_STUDY MATERIAL:_
Segment Open

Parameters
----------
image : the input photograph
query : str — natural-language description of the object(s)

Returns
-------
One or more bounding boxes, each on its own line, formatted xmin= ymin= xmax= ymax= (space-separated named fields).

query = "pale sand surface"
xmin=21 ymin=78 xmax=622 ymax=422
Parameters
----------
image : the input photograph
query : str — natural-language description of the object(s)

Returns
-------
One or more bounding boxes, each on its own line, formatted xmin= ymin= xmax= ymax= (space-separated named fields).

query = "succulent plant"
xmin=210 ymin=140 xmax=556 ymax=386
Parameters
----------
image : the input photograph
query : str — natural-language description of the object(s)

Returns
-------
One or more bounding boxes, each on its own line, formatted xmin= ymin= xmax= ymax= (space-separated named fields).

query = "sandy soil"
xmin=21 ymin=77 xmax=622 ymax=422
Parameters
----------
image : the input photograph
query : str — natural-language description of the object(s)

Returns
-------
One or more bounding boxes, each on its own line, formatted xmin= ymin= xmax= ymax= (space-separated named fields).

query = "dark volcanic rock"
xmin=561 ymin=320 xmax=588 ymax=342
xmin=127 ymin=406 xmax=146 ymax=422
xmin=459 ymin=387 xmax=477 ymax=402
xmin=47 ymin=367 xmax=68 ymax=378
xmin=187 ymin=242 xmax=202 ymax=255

Segment Closed

_DIRECTIONS FOR THIS TASK:_ Copy each line of the data exactly, leaving nothing out.

_RESPONSE TO THE EXERCISE:_
Parameters
----------
image : the input photograph
query : str — natural-language description of the object(s)

Returns
-------
One or more bounding boxes, each on its own line, formatted xmin= ymin= xmax= ymax= (space-separated named fields).

query = "pale sand surface"
xmin=21 ymin=78 xmax=622 ymax=422
Parameters
----------
image : the input photograph
query : str — natural-language description of the object(s)

Returns
-------
One or more bounding boxes, each on its own line, formatted xmin= ymin= xmax= ymax= (space-separated named fields).

query = "succulent plant"
xmin=210 ymin=140 xmax=556 ymax=386
Parameters
----------
image : the input photograph
query : str — natural-language description of the object(s)

Returns
-------
One or more bounding boxes, each on its own line, formatted xmin= ymin= xmax= ymax= (space-separated named fields).

query = "sandy soil"
xmin=21 ymin=77 xmax=622 ymax=422
Parameters
----------
image : the input photograph
query : str — natural-language description of the object(s)

Returns
-------
One or more bounding boxes, each on its own line, formatted xmin= ymin= xmax= ymax= (space-separated named fields).

query = "dark volcanic rock"
xmin=561 ymin=320 xmax=588 ymax=342
xmin=127 ymin=406 xmax=146 ymax=422
xmin=459 ymin=387 xmax=477 ymax=402
xmin=47 ymin=367 xmax=68 ymax=378
xmin=187 ymin=242 xmax=202 ymax=255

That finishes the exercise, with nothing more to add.